### What this task involves
Would it be possible to write out each entry below exactly, without the pictures?

### Data
_ _ _

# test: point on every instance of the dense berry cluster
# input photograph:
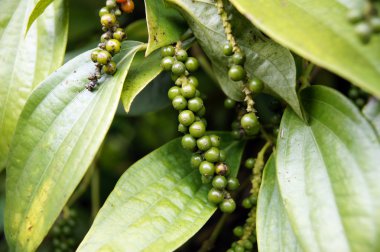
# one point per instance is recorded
(207, 157)
(62, 231)
(110, 41)
(366, 21)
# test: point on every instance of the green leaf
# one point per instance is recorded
(57, 137)
(320, 32)
(37, 11)
(165, 25)
(328, 173)
(274, 232)
(143, 71)
(265, 59)
(158, 203)
(27, 60)
(372, 112)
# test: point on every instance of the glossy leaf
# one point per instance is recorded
(265, 59)
(274, 232)
(40, 7)
(165, 25)
(26, 60)
(157, 204)
(372, 112)
(320, 32)
(328, 174)
(57, 137)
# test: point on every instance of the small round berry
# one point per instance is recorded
(188, 91)
(178, 68)
(119, 34)
(167, 63)
(238, 58)
(204, 143)
(110, 68)
(222, 169)
(238, 231)
(179, 102)
(128, 6)
(173, 92)
(188, 142)
(195, 104)
(212, 155)
(215, 196)
(227, 49)
(103, 57)
(227, 206)
(249, 163)
(186, 117)
(167, 51)
(108, 20)
(181, 55)
(192, 80)
(255, 85)
(197, 129)
(103, 11)
(206, 168)
(196, 160)
(219, 182)
(192, 64)
(364, 31)
(232, 184)
(113, 46)
(229, 103)
(236, 73)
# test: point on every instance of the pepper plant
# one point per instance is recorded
(266, 113)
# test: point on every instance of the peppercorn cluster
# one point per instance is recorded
(110, 41)
(207, 157)
(366, 21)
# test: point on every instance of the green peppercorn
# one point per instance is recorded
(197, 129)
(212, 155)
(232, 184)
(103, 57)
(204, 143)
(186, 117)
(192, 64)
(108, 20)
(195, 104)
(110, 68)
(181, 55)
(255, 85)
(167, 63)
(228, 49)
(238, 58)
(113, 46)
(229, 103)
(168, 51)
(179, 102)
(219, 182)
(215, 196)
(236, 73)
(188, 91)
(227, 206)
(188, 142)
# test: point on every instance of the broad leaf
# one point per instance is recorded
(372, 112)
(158, 203)
(319, 31)
(26, 60)
(265, 59)
(274, 232)
(57, 137)
(165, 25)
(328, 173)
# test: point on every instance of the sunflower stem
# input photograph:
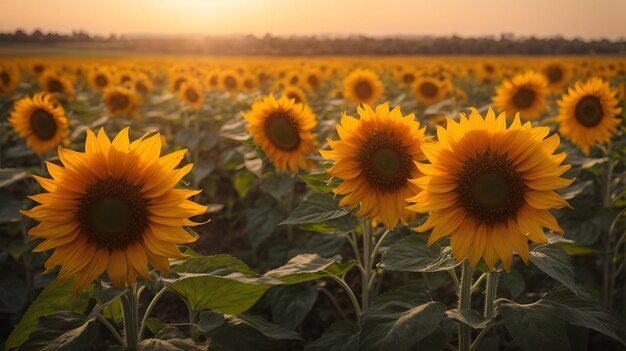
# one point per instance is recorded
(465, 336)
(130, 307)
(367, 266)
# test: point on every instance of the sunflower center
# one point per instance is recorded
(589, 111)
(386, 165)
(113, 213)
(282, 131)
(43, 124)
(524, 98)
(55, 86)
(555, 74)
(230, 82)
(191, 95)
(490, 189)
(101, 81)
(429, 89)
(119, 102)
(363, 90)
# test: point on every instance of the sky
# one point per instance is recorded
(588, 19)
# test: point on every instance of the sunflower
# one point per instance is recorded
(113, 208)
(490, 188)
(100, 79)
(295, 93)
(41, 121)
(363, 86)
(523, 93)
(587, 113)
(429, 91)
(190, 93)
(56, 83)
(557, 74)
(120, 100)
(375, 157)
(282, 128)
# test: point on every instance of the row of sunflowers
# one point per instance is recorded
(404, 203)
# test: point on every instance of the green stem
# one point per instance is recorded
(465, 336)
(367, 265)
(490, 293)
(130, 311)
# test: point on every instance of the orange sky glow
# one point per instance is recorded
(570, 18)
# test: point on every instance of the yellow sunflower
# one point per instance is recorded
(375, 156)
(282, 128)
(524, 93)
(429, 91)
(490, 187)
(363, 86)
(120, 100)
(587, 113)
(41, 121)
(56, 83)
(190, 93)
(113, 207)
(557, 74)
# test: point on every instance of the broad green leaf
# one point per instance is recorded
(62, 331)
(412, 255)
(576, 310)
(317, 208)
(291, 303)
(216, 265)
(308, 267)
(535, 326)
(553, 261)
(337, 337)
(54, 297)
(469, 317)
(398, 321)
(231, 294)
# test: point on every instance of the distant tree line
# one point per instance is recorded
(505, 44)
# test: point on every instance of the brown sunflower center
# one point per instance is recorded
(363, 90)
(282, 131)
(230, 82)
(490, 189)
(191, 95)
(43, 124)
(554, 74)
(55, 86)
(101, 81)
(113, 213)
(119, 102)
(588, 111)
(386, 165)
(524, 98)
(429, 89)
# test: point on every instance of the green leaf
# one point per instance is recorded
(308, 267)
(54, 297)
(291, 303)
(317, 208)
(216, 265)
(398, 321)
(338, 337)
(535, 326)
(576, 310)
(231, 294)
(469, 317)
(62, 331)
(412, 255)
(552, 260)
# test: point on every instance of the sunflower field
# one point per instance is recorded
(332, 203)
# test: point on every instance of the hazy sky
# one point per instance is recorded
(584, 18)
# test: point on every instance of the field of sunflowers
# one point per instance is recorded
(331, 203)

_ _ _

### Correct output
# test: point on every instance of the dense berry cluster
# input photograph:
# one point per instance is recorded
(207, 157)
(62, 231)
(110, 41)
(366, 21)
# test: point on every instance of the green leaf
# one point per instance is recorded
(57, 137)
(320, 32)
(37, 11)
(165, 25)
(328, 173)
(274, 232)
(143, 71)
(265, 59)
(158, 203)
(27, 60)
(372, 112)
# test: point on every instance of the glossy leaf
# one point per instance is recorded
(265, 59)
(274, 232)
(40, 7)
(165, 25)
(26, 60)
(157, 204)
(372, 112)
(320, 32)
(328, 174)
(57, 137)
# test: point on every instance of the small round berry
# one point per instance is recorded
(188, 91)
(178, 68)
(119, 34)
(167, 63)
(238, 58)
(204, 143)
(110, 68)
(222, 169)
(238, 231)
(179, 102)
(128, 6)
(173, 92)
(188, 142)
(195, 104)
(212, 155)
(215, 196)
(227, 49)
(103, 57)
(227, 206)
(249, 163)
(186, 117)
(167, 51)
(108, 20)
(181, 55)
(192, 80)
(255, 85)
(197, 129)
(103, 11)
(206, 168)
(196, 160)
(219, 182)
(192, 64)
(364, 31)
(232, 184)
(113, 46)
(229, 103)
(236, 73)
# test: point on every instance of the pepper plant
# one point per instance is recorded
(266, 113)
# test: point on every instance of the peppercorn cluster
# one point per instance is recorded
(110, 41)
(207, 157)
(366, 21)
# test: point on every instance of the green peppercorn
# one point per instance is recorded
(197, 129)
(212, 155)
(232, 184)
(103, 57)
(204, 143)
(186, 117)
(192, 64)
(108, 20)
(195, 104)
(110, 68)
(181, 55)
(255, 85)
(167, 63)
(228, 49)
(238, 58)
(113, 46)
(229, 103)
(168, 51)
(179, 102)
(219, 182)
(215, 196)
(236, 73)
(188, 91)
(227, 206)
(188, 142)
# test: point on every instance of the broad leaf
# one point per instance is recorded
(372, 112)
(158, 203)
(319, 31)
(26, 60)
(265, 59)
(274, 232)
(57, 137)
(165, 25)
(328, 173)
# test: point on every instance of the sunflower stem
# input photograph:
# one point per instance is recorded
(465, 336)
(130, 307)
(367, 266)
# test: point on every instance of the sunflower center
# one point per instance is recorded
(589, 111)
(386, 165)
(113, 213)
(282, 131)
(43, 124)
(524, 98)
(55, 86)
(555, 74)
(230, 82)
(191, 95)
(490, 189)
(101, 81)
(429, 89)
(119, 102)
(363, 90)
# test: point on every instance of the sky
# one point per instance is recorded
(588, 19)
# test: point on every instance of the sunflower
# one point per instance is recorded
(113, 208)
(490, 188)
(100, 79)
(295, 93)
(41, 121)
(363, 86)
(523, 93)
(587, 113)
(429, 91)
(190, 93)
(56, 83)
(557, 74)
(120, 100)
(375, 157)
(282, 128)
# test: point on every instance of the row of sunflowers
# one point per instance is recorded
(404, 203)
# test: point on every instance of the green stem
# one point per instance is recorded
(465, 336)
(367, 265)
(490, 293)
(130, 311)
# test: point on every instance of the orange sky glow
# one point per instance is recorded
(570, 18)
# test: point on every instance of the yellow sunflower
# one point per instance is recorded
(375, 156)
(282, 128)
(524, 93)
(429, 91)
(490, 187)
(363, 86)
(120, 100)
(587, 113)
(41, 121)
(56, 83)
(190, 93)
(113, 207)
(557, 74)
# test: point on every instance of the broad green leaf
# one point per instance is recorded
(62, 331)
(412, 255)
(576, 310)
(317, 208)
(291, 303)
(216, 265)
(308, 267)
(535, 326)
(553, 261)
(337, 337)
(54, 297)
(469, 317)
(398, 321)
(231, 294)
# test: point on every instance of the distant tree line
# one point per instance is recorded
(505, 44)
# test: point on every instance of the brown sunflower center
# one point per instance is recorded
(363, 90)
(282, 131)
(230, 82)
(490, 189)
(191, 95)
(43, 124)
(554, 74)
(55, 86)
(101, 81)
(113, 213)
(119, 102)
(588, 111)
(386, 165)
(524, 98)
(429, 89)
# test: point on every instance of the green leaf
# one point per instance is recorded
(308, 267)
(54, 297)
(291, 303)
(317, 208)
(216, 265)
(398, 321)
(338, 337)
(535, 326)
(576, 310)
(231, 294)
(469, 317)
(62, 331)
(412, 255)
(552, 260)
# test: point on every instance of the sunflower field
# one point per instance is recorded
(332, 203)
# test: point on every instance of the hazy sky
# one point per instance is recorded
(584, 18)
# test: point on every instance of the field of sunflowers
# one point per instance is recorded
(331, 203)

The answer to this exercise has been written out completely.